*** Source extract ***

By IT Brew Staff
less than 3 min read
Definition:
A chatbot trained by a large language model outputs an answer to a question. An AI agent takes the extra step of initiating action on a user’s behalf, automating a workflow to accomplish tasks like booking a flight, scheduling an appointment, or initiating a password reset.
The parts
An agentic software program has the following components, according to Nvidia:
- An agent core (the decision-making model containing a “user manual” of available tools)
- A memory module (containing internal logs)
- Tools (third-party APIs to connect to services)
- A planning module (that breaks an action down into substeps)
Hold up
Some pros envision an ecosystem where multiple agents will work together to perform a task. IT practitioners will be tasked with ensuring brake mechanisms to prevent any unexpected decision-making—data scientist Richard Bownes recommends practices like limited autonomy and multiple model uses.

*** End of Source extract ***

▸ Task instructions
• 1. Answer these questions using the explainer on AI agents:
(a) What three example tasks does the definition give for an AI agent?
(b) Which component breaks an action down into substeps?
(c) What practices does data scientist Richard Bownes recommend?
• 2. Extend the explainer on AI agents, picking up after its final sentence.

*** Dataset entries ***

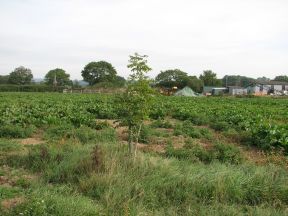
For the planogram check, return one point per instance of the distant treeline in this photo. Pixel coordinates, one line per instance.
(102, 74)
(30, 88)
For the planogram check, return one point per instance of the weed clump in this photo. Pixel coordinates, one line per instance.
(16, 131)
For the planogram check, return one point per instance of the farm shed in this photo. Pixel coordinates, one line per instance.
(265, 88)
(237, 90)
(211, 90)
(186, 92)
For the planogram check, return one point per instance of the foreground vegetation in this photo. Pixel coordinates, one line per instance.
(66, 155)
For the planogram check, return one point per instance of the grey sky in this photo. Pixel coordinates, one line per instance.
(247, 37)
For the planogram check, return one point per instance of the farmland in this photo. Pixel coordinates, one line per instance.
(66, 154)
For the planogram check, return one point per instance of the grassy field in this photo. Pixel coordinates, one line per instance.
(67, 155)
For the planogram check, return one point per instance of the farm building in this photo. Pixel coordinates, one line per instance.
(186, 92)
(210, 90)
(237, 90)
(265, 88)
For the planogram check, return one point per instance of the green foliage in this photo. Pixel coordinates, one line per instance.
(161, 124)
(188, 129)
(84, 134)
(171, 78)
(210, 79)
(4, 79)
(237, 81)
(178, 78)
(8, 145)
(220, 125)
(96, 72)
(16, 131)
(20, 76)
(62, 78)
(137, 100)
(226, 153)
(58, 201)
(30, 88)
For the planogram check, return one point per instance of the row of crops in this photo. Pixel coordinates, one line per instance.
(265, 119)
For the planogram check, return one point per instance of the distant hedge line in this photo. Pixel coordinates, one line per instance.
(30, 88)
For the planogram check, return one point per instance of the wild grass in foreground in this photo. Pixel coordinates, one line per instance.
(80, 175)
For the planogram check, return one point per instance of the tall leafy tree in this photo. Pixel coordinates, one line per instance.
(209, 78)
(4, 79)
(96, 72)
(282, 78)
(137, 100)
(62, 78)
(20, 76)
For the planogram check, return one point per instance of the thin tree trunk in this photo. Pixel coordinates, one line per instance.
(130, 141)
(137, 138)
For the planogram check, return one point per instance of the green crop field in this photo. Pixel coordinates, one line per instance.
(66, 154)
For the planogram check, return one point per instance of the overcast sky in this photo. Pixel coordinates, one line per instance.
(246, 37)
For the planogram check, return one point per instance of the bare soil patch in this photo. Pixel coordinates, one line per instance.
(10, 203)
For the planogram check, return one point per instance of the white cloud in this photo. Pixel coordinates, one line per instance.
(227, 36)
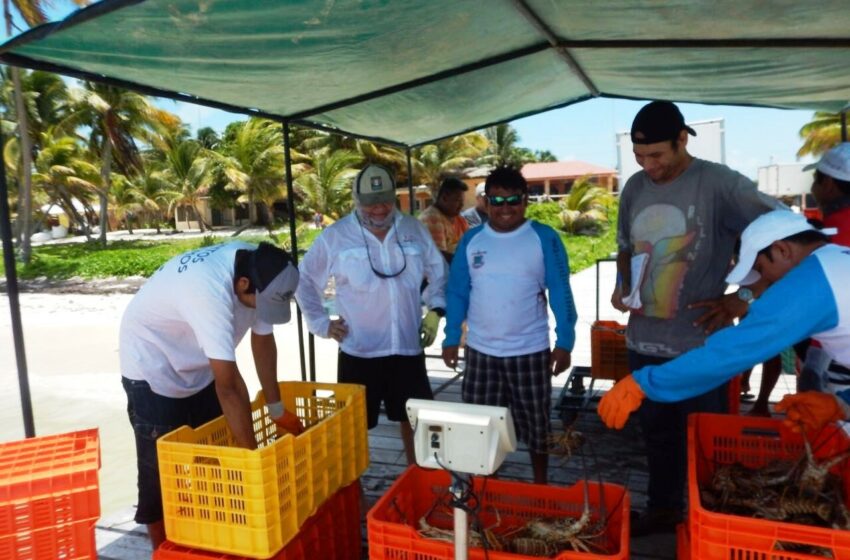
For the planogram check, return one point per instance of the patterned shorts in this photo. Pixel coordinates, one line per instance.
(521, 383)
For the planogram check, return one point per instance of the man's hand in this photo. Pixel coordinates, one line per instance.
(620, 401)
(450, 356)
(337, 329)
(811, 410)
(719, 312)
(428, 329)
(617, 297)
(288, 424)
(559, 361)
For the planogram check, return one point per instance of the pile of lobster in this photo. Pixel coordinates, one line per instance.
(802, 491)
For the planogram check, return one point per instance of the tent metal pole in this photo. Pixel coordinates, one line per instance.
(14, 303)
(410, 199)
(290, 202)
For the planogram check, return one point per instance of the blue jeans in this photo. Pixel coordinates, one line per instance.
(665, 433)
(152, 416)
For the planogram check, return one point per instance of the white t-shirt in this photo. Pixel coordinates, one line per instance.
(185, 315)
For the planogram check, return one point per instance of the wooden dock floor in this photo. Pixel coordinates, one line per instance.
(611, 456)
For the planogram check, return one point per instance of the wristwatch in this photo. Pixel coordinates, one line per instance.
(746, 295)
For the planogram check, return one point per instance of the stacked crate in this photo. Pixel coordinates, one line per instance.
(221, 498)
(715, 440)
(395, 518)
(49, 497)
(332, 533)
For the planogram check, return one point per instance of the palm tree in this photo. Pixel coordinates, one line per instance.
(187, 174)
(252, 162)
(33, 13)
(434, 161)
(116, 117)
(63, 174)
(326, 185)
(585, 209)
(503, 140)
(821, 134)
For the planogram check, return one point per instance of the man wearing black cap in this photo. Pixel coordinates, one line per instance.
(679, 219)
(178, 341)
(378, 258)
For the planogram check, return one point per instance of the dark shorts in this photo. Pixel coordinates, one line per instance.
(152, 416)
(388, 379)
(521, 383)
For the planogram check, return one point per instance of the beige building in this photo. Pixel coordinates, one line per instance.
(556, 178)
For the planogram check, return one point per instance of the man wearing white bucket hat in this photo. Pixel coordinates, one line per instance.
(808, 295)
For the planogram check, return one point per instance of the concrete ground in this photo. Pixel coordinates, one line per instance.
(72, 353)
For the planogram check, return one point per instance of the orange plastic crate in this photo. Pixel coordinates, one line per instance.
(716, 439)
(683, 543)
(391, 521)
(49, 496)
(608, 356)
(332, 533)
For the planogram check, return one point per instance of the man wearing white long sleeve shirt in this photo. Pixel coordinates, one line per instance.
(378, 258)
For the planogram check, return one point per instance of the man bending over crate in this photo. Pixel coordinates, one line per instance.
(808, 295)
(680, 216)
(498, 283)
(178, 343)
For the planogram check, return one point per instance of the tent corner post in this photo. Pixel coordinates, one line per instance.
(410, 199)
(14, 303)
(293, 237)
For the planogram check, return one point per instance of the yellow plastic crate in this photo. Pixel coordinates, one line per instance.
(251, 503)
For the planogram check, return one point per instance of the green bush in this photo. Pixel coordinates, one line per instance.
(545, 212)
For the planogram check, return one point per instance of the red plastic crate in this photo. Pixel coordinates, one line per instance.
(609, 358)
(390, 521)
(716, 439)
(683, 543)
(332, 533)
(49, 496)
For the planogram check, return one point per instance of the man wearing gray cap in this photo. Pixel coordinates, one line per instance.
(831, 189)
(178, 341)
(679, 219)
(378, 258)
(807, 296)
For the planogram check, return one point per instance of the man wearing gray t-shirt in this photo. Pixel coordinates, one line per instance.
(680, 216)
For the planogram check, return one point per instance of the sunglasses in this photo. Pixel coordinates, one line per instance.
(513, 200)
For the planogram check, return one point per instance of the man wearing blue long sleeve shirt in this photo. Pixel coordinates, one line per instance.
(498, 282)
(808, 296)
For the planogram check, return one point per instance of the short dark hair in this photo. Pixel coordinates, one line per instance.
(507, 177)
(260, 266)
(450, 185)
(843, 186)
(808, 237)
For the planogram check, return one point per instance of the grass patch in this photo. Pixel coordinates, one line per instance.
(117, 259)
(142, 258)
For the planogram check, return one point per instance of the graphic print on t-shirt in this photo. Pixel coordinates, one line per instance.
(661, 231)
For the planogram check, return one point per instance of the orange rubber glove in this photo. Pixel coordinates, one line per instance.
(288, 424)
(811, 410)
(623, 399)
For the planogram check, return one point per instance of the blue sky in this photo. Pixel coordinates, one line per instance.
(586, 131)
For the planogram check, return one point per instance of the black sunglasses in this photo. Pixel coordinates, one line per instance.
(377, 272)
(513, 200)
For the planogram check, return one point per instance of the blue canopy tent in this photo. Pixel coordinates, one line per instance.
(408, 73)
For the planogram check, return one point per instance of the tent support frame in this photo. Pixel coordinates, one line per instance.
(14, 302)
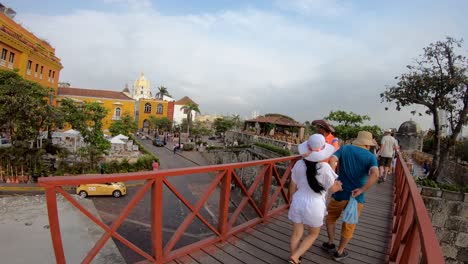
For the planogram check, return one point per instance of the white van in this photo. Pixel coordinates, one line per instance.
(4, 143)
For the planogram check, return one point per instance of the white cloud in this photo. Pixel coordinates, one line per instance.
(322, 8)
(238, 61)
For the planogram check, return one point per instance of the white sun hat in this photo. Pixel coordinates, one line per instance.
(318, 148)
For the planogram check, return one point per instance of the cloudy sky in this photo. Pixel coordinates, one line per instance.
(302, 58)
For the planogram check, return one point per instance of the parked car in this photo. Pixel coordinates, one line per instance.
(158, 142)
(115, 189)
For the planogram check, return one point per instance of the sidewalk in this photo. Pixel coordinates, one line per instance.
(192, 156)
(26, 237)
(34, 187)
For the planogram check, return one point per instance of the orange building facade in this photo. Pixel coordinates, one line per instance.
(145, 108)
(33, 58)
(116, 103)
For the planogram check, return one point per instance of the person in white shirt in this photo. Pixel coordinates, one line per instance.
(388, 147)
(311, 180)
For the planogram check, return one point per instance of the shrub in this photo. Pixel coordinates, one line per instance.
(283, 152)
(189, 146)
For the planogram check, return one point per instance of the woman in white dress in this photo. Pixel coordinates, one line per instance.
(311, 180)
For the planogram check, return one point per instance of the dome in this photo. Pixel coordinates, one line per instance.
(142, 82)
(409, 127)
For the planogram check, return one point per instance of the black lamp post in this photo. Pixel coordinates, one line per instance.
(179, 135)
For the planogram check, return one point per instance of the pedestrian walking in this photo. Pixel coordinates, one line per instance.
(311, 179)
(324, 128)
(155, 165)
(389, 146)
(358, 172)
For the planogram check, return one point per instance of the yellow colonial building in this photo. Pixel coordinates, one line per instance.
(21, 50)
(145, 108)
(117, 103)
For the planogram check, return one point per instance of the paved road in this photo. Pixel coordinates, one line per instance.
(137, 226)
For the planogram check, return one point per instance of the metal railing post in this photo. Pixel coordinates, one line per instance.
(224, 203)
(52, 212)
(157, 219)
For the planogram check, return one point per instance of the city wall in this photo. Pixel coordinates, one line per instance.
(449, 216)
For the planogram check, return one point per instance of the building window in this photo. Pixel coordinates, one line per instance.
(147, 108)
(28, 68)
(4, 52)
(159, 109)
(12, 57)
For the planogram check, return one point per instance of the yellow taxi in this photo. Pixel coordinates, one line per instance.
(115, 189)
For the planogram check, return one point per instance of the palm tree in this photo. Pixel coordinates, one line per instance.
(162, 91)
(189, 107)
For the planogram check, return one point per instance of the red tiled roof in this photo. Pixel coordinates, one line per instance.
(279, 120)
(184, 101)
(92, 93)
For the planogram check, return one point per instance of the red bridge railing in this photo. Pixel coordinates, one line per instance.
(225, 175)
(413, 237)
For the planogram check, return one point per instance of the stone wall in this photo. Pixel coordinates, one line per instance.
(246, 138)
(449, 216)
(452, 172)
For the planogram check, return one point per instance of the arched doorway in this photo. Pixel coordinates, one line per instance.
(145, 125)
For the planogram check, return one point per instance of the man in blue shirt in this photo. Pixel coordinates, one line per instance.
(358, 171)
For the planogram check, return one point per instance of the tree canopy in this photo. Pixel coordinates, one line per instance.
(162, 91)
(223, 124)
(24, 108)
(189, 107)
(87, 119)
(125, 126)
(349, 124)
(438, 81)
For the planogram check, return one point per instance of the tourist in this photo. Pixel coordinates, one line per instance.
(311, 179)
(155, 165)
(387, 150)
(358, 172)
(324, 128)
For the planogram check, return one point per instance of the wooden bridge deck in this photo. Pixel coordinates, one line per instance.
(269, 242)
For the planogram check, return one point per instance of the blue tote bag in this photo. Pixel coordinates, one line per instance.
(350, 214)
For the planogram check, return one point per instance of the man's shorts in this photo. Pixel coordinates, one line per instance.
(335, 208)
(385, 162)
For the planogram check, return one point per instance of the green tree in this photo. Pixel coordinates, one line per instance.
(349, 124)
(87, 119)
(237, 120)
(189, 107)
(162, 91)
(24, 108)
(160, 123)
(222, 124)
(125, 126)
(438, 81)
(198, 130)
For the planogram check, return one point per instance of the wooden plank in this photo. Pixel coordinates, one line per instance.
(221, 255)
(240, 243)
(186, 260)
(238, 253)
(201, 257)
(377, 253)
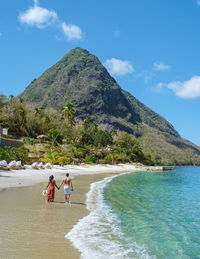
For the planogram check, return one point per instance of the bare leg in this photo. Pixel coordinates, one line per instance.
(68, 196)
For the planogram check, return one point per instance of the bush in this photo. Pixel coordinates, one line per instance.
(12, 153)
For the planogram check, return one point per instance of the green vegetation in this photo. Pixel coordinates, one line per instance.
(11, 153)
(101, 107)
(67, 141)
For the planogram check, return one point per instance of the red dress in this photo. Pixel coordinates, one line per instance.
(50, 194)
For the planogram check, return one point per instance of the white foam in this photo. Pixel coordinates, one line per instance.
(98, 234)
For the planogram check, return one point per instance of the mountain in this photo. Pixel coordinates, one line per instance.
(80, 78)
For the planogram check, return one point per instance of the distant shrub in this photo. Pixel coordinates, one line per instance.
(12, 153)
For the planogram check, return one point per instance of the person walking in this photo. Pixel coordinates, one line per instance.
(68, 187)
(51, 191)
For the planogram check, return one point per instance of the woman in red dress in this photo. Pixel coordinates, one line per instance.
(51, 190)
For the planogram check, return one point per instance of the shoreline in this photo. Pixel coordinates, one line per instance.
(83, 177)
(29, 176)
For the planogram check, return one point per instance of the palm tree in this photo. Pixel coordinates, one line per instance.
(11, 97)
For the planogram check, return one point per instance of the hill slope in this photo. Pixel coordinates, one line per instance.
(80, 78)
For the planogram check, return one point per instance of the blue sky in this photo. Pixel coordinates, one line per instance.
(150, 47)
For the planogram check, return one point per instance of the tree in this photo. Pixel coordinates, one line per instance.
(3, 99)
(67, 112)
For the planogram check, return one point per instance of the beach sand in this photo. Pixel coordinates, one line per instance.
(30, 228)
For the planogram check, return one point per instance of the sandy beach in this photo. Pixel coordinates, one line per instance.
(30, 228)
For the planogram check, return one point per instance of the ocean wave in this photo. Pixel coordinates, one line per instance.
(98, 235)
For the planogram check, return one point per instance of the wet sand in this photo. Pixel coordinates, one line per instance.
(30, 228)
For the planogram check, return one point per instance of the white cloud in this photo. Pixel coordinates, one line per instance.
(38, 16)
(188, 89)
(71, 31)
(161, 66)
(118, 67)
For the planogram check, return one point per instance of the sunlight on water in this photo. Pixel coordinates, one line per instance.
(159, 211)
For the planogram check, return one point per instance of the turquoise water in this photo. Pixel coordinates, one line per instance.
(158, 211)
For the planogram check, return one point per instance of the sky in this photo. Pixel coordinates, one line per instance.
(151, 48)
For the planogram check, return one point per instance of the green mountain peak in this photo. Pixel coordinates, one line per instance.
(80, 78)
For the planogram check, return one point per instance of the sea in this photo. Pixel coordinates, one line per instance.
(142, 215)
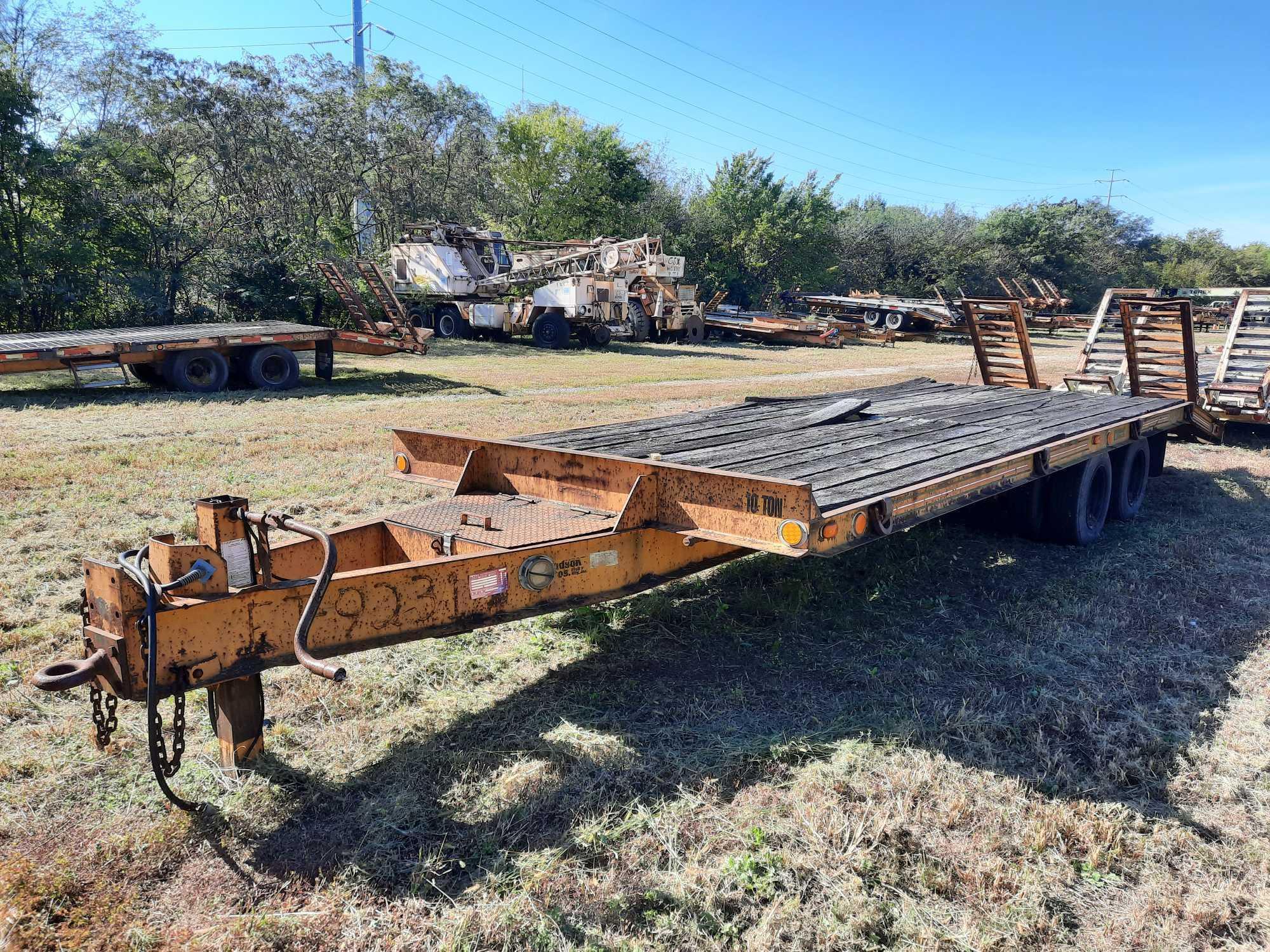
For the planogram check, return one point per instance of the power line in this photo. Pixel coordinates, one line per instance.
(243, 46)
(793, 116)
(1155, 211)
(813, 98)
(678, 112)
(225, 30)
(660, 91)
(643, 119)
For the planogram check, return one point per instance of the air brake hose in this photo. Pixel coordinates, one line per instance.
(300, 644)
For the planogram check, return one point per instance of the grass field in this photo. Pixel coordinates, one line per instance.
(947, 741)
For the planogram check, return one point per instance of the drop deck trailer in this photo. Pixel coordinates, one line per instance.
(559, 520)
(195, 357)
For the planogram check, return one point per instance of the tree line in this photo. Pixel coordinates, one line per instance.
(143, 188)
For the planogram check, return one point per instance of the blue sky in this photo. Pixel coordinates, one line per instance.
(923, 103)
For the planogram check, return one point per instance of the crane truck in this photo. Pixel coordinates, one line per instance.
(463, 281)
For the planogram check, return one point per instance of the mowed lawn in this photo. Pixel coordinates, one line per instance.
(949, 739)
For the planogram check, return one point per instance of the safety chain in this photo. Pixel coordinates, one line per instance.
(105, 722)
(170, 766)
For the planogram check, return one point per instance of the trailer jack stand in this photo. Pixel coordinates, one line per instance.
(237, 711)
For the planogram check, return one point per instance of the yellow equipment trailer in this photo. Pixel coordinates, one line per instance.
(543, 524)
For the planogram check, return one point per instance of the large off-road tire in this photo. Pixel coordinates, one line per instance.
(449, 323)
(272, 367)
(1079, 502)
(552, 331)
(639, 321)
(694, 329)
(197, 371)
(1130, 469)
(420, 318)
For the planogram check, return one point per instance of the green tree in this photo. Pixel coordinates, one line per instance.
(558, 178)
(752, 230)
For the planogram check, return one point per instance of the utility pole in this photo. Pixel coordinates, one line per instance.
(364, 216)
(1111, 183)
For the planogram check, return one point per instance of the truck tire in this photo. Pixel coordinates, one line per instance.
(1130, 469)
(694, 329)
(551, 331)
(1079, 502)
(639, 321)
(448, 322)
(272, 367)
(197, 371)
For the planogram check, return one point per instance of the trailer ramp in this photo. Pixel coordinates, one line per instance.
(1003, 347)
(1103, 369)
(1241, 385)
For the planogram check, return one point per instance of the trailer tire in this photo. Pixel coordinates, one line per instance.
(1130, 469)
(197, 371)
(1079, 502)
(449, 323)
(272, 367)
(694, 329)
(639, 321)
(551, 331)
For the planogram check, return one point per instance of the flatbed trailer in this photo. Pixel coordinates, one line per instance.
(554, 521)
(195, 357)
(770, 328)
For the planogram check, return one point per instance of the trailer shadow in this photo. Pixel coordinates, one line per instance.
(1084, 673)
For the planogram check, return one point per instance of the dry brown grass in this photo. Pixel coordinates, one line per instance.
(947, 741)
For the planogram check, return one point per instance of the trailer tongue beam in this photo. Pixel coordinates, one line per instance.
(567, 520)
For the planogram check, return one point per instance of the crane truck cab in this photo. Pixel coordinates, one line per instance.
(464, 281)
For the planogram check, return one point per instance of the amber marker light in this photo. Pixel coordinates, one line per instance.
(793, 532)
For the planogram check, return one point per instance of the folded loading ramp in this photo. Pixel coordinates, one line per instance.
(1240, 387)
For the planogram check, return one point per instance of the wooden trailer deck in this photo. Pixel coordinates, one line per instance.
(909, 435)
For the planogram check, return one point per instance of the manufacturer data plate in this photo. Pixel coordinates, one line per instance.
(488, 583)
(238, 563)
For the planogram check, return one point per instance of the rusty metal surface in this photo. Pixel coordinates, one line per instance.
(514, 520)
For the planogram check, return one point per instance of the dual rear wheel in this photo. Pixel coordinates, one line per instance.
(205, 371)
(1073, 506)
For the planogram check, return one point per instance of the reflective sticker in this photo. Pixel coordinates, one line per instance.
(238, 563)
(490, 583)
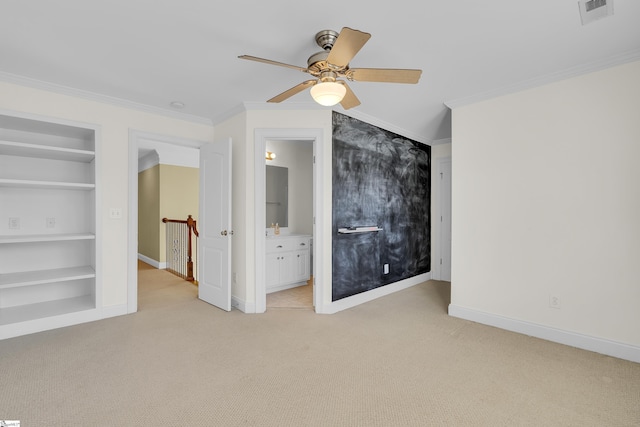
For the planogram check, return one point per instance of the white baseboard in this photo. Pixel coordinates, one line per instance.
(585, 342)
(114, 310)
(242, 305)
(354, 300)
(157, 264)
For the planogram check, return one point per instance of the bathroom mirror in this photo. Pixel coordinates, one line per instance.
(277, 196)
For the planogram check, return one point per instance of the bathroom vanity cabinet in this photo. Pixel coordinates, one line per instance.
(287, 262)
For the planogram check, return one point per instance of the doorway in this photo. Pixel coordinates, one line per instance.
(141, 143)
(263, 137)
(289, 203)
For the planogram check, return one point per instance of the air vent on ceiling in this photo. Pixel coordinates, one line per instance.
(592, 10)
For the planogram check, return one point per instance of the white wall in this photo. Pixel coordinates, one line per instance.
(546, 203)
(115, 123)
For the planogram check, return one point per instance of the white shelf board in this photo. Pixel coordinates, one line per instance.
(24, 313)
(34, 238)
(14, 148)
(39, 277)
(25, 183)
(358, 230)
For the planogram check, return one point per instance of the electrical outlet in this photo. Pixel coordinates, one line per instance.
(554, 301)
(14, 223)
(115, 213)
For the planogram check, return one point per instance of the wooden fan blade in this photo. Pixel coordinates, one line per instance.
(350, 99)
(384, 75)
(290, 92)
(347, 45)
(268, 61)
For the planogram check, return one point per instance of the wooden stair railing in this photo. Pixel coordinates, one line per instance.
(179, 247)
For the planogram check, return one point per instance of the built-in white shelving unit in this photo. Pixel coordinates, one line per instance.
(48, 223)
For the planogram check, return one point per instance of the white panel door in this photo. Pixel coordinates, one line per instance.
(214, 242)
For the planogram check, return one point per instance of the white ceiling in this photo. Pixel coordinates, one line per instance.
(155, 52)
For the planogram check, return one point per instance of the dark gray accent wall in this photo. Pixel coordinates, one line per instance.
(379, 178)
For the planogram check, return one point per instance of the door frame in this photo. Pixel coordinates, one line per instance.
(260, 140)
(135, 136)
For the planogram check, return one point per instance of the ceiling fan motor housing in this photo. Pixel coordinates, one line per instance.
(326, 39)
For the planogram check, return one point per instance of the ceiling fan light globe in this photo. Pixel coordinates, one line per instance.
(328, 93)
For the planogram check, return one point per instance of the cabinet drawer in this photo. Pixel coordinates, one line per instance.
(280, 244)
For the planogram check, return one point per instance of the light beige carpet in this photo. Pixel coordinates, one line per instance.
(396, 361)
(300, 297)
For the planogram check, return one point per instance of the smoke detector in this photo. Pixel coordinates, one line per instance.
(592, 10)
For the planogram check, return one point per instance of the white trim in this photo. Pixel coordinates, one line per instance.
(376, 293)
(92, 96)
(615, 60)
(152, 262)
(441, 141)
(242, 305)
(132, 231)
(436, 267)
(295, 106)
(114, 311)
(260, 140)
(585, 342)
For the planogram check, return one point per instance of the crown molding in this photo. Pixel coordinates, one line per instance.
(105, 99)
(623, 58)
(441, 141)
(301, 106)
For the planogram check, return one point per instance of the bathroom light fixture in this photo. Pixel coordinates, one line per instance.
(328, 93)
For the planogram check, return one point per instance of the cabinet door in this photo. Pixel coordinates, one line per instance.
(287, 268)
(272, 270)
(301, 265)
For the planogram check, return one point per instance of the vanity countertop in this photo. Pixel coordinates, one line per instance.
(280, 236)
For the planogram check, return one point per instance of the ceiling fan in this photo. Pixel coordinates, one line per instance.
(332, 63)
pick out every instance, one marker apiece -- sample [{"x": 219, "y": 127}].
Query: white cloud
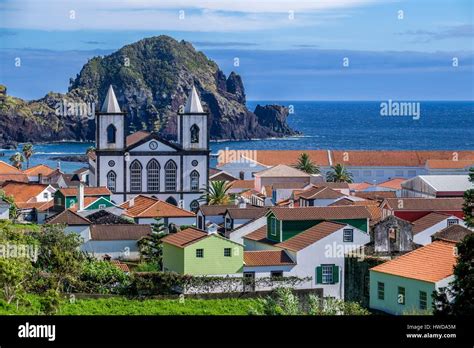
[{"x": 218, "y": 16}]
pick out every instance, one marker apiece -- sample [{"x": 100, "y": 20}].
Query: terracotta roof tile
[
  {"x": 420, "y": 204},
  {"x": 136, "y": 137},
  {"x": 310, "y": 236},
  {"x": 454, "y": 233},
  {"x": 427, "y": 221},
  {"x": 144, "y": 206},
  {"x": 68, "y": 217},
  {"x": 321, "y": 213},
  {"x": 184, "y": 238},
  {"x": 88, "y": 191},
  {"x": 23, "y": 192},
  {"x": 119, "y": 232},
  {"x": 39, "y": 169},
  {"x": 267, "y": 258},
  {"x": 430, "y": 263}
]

*** End of Dataset entries ***

▸ Answers given
• 1.
(a) Booking a flight, scheduling an appointment, and initiating a password reset.
(b) The planning module.
(c) Limited autonomy and multiple model uses.

• 2.
Next steps
Agents have resulted from early 21st century achievements in neural networks—systems that make decisions based on training data. AlexNet, developed in 2012, demonstrated high-speed image recognition. Ten years later, GPT was released, which along with its successors has used the internet’s data sources to quickly output answers to questions. Agents aim to be the next evolution.
“It wouldn’t surprise me if there was a little bit of a lag between the excitement of what this potential is and then just the time it takes to convince customers to implement it,” Dave McCarthy, research VP at market intelligence firm IDC, cautioned about agentic deployments in January 2025.